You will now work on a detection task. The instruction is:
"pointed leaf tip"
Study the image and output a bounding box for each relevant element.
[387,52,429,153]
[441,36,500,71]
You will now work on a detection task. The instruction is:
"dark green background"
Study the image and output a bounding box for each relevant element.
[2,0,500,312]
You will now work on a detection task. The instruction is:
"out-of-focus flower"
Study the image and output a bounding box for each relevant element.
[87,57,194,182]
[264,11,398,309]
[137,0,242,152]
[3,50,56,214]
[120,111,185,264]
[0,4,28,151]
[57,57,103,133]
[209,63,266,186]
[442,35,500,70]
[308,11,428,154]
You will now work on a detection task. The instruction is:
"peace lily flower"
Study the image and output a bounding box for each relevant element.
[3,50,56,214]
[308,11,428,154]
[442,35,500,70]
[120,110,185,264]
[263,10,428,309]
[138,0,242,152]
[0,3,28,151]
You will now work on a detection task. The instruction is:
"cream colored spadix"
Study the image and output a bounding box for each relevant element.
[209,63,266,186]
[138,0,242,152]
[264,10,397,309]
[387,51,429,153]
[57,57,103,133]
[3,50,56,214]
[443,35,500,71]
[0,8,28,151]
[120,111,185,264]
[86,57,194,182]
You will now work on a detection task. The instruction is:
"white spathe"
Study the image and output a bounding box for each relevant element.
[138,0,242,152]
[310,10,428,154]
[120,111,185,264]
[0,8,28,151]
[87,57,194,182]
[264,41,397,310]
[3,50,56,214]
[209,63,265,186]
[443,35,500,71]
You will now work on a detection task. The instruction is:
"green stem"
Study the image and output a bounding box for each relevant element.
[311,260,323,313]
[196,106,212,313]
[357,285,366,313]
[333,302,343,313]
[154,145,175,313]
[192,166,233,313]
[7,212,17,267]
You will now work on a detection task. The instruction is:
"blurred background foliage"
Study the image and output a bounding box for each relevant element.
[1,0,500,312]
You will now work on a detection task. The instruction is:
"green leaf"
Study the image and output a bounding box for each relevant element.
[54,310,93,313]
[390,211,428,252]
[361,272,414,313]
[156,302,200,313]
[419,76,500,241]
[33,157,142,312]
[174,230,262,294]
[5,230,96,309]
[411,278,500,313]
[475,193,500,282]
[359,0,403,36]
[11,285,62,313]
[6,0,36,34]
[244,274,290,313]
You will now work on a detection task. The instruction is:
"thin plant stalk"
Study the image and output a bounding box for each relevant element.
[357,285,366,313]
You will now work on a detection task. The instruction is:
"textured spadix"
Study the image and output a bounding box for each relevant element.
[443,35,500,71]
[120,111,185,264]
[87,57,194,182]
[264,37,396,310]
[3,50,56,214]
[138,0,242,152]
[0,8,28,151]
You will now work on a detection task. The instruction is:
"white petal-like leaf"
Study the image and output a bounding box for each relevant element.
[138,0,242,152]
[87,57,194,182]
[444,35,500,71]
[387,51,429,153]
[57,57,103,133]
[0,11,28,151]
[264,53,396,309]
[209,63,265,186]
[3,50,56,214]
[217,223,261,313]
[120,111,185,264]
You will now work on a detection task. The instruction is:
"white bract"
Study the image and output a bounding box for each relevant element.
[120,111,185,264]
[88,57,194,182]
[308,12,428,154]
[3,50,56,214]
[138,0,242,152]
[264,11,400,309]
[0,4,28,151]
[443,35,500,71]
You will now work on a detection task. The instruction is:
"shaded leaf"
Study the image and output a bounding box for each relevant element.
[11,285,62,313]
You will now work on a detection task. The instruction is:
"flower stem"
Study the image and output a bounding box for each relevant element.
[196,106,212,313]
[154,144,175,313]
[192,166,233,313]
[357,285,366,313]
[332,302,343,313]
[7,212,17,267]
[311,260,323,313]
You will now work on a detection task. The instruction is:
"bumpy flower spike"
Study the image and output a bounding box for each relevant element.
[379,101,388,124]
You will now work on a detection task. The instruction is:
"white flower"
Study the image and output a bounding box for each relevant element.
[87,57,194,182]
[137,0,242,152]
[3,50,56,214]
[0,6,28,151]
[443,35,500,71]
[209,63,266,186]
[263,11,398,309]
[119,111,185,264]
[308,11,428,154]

* * *

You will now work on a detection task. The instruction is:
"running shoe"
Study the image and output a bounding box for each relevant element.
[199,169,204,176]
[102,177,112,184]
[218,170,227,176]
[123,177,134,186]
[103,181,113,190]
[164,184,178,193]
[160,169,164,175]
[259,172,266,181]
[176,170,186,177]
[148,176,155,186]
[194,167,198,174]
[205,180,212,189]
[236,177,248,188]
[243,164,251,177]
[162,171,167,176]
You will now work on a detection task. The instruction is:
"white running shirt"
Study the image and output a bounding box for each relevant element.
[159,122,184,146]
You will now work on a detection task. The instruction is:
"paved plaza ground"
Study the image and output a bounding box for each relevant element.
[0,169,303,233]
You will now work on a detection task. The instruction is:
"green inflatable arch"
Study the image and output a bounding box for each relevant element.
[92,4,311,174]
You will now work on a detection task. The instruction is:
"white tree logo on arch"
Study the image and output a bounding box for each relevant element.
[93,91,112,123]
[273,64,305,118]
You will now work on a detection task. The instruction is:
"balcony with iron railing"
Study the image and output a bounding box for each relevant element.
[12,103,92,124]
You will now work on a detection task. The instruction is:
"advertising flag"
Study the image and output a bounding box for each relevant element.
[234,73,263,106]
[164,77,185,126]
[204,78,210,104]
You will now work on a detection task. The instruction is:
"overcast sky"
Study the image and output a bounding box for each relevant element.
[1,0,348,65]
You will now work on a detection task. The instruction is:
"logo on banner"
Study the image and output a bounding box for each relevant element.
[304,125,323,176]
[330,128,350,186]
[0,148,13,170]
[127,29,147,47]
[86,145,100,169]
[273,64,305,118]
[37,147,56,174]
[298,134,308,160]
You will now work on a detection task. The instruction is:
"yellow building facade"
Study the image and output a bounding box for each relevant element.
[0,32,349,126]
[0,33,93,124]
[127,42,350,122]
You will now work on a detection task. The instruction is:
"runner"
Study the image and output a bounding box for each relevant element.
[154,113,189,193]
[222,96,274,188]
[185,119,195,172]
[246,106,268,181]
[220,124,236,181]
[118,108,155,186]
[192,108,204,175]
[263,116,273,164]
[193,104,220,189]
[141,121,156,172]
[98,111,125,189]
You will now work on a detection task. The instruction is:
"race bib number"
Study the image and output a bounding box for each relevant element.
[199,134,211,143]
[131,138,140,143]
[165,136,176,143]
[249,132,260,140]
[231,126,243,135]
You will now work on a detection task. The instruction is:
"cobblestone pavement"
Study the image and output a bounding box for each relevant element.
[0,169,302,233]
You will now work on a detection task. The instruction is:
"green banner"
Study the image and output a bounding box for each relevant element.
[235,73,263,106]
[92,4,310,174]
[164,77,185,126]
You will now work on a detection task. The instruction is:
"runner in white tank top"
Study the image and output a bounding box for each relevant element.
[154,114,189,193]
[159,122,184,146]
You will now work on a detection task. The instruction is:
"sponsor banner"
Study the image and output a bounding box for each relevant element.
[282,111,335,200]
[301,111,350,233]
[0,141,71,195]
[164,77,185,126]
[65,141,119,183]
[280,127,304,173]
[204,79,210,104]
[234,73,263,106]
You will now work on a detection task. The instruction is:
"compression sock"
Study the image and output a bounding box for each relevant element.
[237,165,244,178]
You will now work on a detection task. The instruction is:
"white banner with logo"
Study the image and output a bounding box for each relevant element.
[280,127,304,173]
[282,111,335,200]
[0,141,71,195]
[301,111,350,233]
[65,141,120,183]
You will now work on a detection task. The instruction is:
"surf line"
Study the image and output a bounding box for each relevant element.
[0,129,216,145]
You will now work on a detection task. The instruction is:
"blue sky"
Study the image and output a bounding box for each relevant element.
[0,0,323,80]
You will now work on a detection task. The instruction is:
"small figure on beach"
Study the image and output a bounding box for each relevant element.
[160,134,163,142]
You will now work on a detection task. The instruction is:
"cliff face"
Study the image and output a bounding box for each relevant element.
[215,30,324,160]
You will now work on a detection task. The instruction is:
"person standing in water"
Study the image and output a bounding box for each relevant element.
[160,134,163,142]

--

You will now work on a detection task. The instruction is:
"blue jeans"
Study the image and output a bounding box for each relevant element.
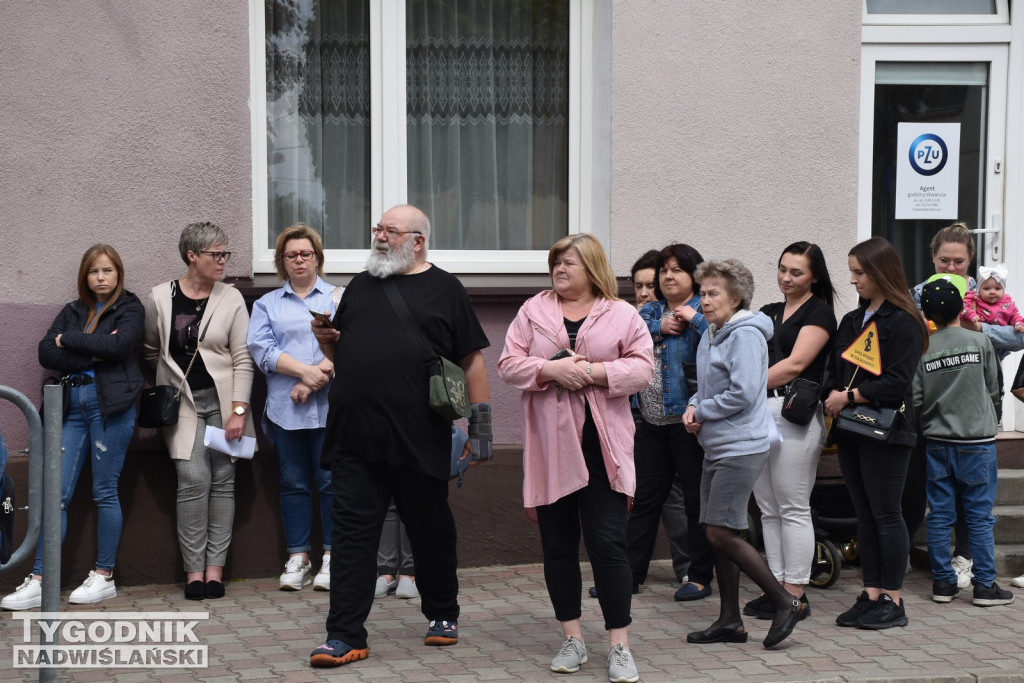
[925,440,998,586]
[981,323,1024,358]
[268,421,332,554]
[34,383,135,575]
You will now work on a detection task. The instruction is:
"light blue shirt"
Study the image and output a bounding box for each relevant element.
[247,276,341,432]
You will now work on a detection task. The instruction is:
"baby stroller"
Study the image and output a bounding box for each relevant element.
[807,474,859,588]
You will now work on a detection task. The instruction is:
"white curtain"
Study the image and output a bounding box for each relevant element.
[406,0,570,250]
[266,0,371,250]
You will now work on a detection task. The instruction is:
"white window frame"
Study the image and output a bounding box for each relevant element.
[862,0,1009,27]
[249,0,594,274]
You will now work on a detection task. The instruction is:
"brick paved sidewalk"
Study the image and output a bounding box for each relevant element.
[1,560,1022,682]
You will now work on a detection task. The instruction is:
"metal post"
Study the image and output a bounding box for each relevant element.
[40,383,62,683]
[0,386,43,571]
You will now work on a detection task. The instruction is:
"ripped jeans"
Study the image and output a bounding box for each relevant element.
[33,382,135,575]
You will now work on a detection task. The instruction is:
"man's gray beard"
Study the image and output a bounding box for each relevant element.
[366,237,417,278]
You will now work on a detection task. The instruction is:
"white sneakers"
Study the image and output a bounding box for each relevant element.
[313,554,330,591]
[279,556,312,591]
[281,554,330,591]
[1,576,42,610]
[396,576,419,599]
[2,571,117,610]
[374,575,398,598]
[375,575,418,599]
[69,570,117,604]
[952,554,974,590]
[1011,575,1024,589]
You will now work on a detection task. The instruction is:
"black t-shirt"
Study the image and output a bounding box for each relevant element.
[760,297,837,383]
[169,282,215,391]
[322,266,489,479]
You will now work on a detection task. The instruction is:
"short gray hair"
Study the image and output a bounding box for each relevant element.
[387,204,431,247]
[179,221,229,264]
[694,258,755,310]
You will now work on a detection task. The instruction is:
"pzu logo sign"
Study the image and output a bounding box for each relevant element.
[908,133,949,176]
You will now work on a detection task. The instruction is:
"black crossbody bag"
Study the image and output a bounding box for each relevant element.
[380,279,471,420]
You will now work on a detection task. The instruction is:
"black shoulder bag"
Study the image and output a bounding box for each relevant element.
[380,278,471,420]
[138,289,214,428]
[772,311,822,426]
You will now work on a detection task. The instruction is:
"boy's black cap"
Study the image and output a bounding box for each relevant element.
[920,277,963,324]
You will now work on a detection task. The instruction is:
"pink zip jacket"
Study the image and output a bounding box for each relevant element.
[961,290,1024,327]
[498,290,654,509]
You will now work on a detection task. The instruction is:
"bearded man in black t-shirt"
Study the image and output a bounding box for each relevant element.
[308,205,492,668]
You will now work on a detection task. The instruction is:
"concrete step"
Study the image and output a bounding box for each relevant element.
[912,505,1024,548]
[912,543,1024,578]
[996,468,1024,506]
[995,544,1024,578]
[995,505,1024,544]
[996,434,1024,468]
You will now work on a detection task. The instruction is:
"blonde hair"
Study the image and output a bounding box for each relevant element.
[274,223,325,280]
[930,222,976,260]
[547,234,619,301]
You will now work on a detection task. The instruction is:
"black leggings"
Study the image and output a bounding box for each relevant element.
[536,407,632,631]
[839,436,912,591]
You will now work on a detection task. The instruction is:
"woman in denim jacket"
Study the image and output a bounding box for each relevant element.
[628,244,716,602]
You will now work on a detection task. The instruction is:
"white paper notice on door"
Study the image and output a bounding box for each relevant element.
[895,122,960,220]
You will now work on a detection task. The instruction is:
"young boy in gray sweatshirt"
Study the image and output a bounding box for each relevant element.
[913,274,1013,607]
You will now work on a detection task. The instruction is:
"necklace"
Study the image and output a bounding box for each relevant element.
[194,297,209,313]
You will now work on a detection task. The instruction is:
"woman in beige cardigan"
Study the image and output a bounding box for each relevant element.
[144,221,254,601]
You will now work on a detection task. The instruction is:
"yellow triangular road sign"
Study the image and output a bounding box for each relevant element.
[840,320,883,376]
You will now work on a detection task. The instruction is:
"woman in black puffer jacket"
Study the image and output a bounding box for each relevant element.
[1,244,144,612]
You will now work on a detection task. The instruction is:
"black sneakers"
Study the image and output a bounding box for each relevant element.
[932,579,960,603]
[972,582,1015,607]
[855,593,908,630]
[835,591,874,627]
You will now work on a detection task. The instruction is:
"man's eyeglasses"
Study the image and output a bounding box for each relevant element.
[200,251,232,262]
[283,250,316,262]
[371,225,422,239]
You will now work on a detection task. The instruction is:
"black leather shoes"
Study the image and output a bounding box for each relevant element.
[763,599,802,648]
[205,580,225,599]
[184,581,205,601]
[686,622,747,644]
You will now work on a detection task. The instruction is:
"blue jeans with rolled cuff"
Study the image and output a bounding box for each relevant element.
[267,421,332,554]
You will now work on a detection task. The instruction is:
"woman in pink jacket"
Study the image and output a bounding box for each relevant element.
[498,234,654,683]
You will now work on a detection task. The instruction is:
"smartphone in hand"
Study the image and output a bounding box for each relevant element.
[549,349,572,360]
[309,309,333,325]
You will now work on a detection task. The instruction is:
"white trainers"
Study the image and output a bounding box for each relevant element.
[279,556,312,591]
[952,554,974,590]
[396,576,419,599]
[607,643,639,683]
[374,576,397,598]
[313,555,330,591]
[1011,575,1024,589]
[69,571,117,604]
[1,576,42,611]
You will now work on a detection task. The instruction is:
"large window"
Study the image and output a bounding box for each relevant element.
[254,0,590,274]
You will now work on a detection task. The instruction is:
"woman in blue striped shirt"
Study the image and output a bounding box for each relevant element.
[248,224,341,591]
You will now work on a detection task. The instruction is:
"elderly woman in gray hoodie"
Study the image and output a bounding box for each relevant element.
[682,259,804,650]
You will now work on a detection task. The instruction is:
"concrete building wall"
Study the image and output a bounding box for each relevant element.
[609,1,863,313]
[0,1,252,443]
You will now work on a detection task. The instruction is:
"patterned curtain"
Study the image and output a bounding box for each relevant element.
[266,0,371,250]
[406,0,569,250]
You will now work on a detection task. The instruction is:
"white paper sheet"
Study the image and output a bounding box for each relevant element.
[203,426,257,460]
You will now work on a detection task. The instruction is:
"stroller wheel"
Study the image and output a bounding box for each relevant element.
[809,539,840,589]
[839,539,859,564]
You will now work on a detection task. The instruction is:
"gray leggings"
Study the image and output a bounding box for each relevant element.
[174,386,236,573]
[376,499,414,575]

* [Task statement]:
For the string "building", return every line of the data where it appears.

* [Response area]:
"yellow building facade"
"concrete building wall"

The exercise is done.